Exercise:
Copy out the records below, from the line with "In this exercise you will annotate each instance of the dark" through the line with "(1213, 763)", both included, with nothing changed.

Supplied material:
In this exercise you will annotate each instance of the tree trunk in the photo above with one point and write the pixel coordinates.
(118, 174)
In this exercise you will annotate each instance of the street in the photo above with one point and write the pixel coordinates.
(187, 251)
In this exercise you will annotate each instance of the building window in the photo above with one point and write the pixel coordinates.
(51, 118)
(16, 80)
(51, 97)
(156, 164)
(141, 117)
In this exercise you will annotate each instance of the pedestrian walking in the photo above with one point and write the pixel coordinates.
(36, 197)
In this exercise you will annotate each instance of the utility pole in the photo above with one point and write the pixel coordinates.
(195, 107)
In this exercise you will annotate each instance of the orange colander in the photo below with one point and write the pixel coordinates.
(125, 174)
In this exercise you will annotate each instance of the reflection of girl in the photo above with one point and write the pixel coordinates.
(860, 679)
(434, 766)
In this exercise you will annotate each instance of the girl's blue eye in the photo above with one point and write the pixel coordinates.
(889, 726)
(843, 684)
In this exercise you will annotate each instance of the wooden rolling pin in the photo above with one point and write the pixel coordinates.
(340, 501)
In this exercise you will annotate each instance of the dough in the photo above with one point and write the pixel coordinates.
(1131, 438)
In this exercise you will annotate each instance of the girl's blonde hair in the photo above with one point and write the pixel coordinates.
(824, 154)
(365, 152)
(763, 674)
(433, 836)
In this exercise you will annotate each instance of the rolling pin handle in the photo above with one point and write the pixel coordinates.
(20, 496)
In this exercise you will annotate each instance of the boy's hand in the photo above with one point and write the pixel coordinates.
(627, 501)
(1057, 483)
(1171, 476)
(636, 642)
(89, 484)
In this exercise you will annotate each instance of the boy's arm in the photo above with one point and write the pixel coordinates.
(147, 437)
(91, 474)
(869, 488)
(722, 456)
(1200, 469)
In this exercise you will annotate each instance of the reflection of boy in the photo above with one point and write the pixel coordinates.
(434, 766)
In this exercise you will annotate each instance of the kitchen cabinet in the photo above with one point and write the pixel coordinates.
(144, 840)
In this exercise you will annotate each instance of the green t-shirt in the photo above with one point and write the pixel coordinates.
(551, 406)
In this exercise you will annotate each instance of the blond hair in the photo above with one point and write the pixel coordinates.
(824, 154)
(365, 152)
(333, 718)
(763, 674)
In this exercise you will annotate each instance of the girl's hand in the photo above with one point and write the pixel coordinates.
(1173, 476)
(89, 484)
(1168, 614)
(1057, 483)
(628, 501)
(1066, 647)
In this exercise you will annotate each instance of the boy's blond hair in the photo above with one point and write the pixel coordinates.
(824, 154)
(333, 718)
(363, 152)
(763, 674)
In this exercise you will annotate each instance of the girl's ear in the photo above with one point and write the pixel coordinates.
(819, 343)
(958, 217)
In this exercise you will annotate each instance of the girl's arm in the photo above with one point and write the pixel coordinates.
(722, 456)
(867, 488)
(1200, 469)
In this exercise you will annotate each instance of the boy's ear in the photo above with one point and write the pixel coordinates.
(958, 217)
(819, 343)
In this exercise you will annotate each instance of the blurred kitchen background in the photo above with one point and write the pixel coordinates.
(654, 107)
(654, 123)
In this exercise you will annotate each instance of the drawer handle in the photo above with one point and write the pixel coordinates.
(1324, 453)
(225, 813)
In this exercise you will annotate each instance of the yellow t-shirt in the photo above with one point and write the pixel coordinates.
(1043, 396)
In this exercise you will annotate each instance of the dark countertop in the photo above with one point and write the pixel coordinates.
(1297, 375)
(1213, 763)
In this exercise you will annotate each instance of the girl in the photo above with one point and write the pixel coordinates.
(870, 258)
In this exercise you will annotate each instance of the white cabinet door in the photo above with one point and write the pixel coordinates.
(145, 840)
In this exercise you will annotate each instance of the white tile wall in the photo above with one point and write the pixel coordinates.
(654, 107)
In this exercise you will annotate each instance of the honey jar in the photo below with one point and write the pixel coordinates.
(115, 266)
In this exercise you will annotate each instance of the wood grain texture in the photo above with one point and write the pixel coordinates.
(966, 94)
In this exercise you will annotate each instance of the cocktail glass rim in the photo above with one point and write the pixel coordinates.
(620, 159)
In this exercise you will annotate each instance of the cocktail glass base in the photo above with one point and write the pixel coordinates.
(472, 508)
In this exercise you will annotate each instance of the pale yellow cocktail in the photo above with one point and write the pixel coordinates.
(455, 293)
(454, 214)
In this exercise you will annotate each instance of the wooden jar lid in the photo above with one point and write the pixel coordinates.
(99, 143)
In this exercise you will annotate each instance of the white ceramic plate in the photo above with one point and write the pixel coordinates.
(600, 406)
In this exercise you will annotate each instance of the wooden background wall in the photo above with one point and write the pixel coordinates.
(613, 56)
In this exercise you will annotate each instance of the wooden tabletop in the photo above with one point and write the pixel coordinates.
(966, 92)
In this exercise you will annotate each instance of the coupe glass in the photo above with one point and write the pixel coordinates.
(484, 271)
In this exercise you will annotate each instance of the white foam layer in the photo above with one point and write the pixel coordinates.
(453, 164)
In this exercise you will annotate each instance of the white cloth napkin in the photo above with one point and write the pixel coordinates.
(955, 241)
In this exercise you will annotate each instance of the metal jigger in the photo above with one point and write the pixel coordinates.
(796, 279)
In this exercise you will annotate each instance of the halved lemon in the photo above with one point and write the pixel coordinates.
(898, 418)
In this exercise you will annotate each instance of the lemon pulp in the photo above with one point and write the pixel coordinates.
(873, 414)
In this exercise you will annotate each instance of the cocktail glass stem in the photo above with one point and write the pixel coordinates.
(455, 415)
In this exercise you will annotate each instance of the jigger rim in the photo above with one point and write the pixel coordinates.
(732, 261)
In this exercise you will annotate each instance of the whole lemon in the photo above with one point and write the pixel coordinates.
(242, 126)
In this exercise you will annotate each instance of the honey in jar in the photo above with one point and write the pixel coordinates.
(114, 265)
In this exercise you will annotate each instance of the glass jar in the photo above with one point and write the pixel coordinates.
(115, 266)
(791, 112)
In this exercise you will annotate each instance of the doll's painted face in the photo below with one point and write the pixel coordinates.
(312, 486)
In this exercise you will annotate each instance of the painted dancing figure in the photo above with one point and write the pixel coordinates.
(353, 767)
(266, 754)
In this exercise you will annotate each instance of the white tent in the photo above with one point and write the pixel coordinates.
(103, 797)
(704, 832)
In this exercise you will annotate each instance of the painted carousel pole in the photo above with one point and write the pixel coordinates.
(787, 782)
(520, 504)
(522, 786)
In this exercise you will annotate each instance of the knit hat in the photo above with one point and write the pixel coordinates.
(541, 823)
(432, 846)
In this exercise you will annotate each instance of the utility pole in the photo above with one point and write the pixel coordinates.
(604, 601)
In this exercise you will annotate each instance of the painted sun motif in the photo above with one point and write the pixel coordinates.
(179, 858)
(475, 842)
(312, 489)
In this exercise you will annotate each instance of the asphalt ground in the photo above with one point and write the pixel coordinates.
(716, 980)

Reply to the exercise:
In this exercise you will annotate each instance of the dark countertop in the photo above with one point and write the pixel coordinates.
(1297, 375)
(1213, 763)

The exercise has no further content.